▶ AUSZUG
———

Putins halboffizielle Cheerleader schwellen vor Stolz. „Die USA und die Führer anderer Staaten bewegen sich weiter im Fahrwasser Wladimir Putins“, versichert der kremltreue Jungparlamentarier Robert Schlegel der Internetzeitung gazeta.ru. „Wladimir Putin ist unabhängiger Präsident eines souveränen Staates“, frohlockt der Politologe Alexei Muchin.

„Er hat keine Angst, den USA ,Nein’ zu sagen.“ Der Kreml selbst gibt sich souverän gelassen. „Das mögen andere kommentieren“, sagt Pressesprecher Dmitri Peskow. „Putin kümmern solche Sachen nicht.“

Putin laut Forbes „einflussreichster Mann“ der Welt

Die Zeitschrift Forbes hatte zuvor Russlands Staatschef Putin zum „einflussreichsten Mann“ der Welt erklärt. US-Präsident Barack Obama und das chinesische Oberhaupt Xi Jinping landeten auf Platz 2 und 3. Die Forbes-Redaktion begründete ihre Wahl mit Putins erfolgreichem Kompromissvorschlag zur Vernichtung der syrischen Chemiewaffen und mit Russlands politischem Asyl für den von den USA per Haftbefehl gejagten Internetenthüller Edward Snowden. Außerdem sei Putins innenpolitische Machtposition so stark, dass man ihn schon als „Diktator“ bezeichnen könne.

Aber viele russische Beobachter reagieren mit Ironie auf Putins neuesten Ehrentitel. „Putin hat nicht mehr Einfluss als das Land, das er regiert“, sagt der Politologe Stanislaw Belkowski dieser Zeitung. „Und Russlands Einfluss geht gegen Null.“ So nötige man auf Druck der USA seinen syrischen Verbündeten, die eigenen chemischen Abschreckungswaffen zu vernichten, militärisch und machtpolitisch sei der Westen der Gewinner. Der Blogger Anatoli Schunawikin schimpft, Amerika hätte Putin den Forbes-Titel als virtuelles Dankeschön für seine Hilfe in Syrien geschenkt.

———

▶ ARBEITSANWEISUNG
Schreibe den Artikel über Putins Forbes-Titel im Anschluss an seinen letzten Satz weiter.

———

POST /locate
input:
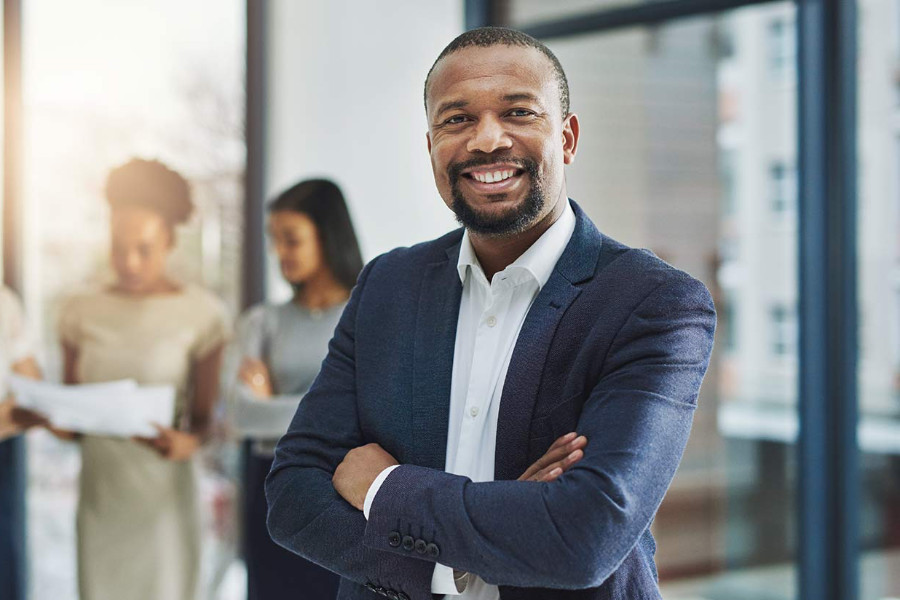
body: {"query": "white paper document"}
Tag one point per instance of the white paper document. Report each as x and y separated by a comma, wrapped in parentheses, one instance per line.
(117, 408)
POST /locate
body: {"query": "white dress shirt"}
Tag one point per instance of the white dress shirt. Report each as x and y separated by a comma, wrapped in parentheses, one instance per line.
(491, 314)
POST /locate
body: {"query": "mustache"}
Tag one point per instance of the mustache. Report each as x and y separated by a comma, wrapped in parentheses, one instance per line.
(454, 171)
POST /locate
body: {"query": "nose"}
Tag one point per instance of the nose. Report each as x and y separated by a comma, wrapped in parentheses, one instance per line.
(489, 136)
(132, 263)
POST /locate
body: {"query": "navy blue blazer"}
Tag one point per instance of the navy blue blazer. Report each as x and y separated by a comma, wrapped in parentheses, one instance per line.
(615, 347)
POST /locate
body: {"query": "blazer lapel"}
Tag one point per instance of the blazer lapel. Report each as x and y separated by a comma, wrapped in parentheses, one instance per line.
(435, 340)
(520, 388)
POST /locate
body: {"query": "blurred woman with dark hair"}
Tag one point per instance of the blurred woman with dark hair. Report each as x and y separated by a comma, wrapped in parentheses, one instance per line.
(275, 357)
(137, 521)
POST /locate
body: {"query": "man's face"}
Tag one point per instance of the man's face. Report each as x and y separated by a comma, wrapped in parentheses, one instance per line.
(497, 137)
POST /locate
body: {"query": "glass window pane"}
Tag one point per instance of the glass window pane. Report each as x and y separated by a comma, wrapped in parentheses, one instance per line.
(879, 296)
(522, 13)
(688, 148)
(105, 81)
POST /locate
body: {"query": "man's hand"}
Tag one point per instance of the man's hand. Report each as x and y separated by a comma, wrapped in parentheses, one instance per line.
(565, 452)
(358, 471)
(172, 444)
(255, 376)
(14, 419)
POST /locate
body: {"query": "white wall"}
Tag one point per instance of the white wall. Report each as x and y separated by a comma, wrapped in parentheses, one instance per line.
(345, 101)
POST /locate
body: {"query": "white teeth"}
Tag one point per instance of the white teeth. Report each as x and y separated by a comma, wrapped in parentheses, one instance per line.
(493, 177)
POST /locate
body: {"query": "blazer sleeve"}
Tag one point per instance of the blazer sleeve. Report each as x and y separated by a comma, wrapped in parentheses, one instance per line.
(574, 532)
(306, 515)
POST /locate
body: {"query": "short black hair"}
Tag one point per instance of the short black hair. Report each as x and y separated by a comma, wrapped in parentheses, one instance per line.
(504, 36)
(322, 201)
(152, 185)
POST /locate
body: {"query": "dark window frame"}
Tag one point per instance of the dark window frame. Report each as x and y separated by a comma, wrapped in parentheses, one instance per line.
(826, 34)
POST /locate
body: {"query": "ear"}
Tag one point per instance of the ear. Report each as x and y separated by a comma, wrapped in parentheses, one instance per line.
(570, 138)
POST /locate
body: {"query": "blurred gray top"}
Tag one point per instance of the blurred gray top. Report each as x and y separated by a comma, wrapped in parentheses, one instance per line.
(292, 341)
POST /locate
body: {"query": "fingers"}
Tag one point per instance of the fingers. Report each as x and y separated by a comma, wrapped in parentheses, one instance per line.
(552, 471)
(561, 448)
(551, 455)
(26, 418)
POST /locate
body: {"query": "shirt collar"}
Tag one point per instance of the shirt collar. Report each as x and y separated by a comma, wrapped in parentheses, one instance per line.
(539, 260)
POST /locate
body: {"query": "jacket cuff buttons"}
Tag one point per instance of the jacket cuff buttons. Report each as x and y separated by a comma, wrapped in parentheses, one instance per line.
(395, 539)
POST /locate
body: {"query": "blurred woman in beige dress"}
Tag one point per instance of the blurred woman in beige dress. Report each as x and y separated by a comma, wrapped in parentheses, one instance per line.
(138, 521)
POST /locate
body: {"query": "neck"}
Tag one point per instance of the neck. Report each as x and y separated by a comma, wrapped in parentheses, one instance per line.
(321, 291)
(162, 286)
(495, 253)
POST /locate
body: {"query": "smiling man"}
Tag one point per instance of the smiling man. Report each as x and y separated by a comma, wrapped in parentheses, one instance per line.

———

▶ ANTWORT ZUR ÜBUNG
Staatsmacht reagiert mit hektischem Populismus

„Putins Einfluss schrumpft“, sagt der italienische Osteuropaexperte Giuseppe D’Amato. Europa entwickle alternative Energien, die USA förderten Schiefergas und vermehrt eigenes Öl, deshalb drohten Russlands Rohstoffexportwirtschaft zusehends Absatzprobleme: „Nächstes Jahr wird Papst Franziskus Putin wohl auch bei Forbes überholen.“

Auch vor der eigenen Haustür ist Russland auf der Verliererstraße. Gerade erst fiel Moskaus Kandidatin bei den Präsidentschaftswahlen in Georgien durch, die neue georgische Führung drängt in die EU. Die Ukraine will schon Ende November ein Assoziierungsabkommen mit der EU unterzeichnen, trotz aller Drohungen Moskaus.

Auch innenpolitisch bröckelt Putins Macht. Angesichts enormer Erfolge der Opposition bei Bürgermeisterwahlen in Moskau, Jekaterinburg und Archangelsk spekulieren viele Beobachter über ein Auseinanderfallen der Putin-Elite. Die ethnischen Massenunruhen schwappen inzwischen auch nach Moskau, die Staatsmacht reagiert mit hektischem Populismus, der aber beim Publikum immer weniger ankommt. Laut dem Lewada-Meinungsforschungszentrum ist die Zustimmungsrate für Putins Politik seit April 2008 von 77 Prozent auf 44 Prozent gefallen.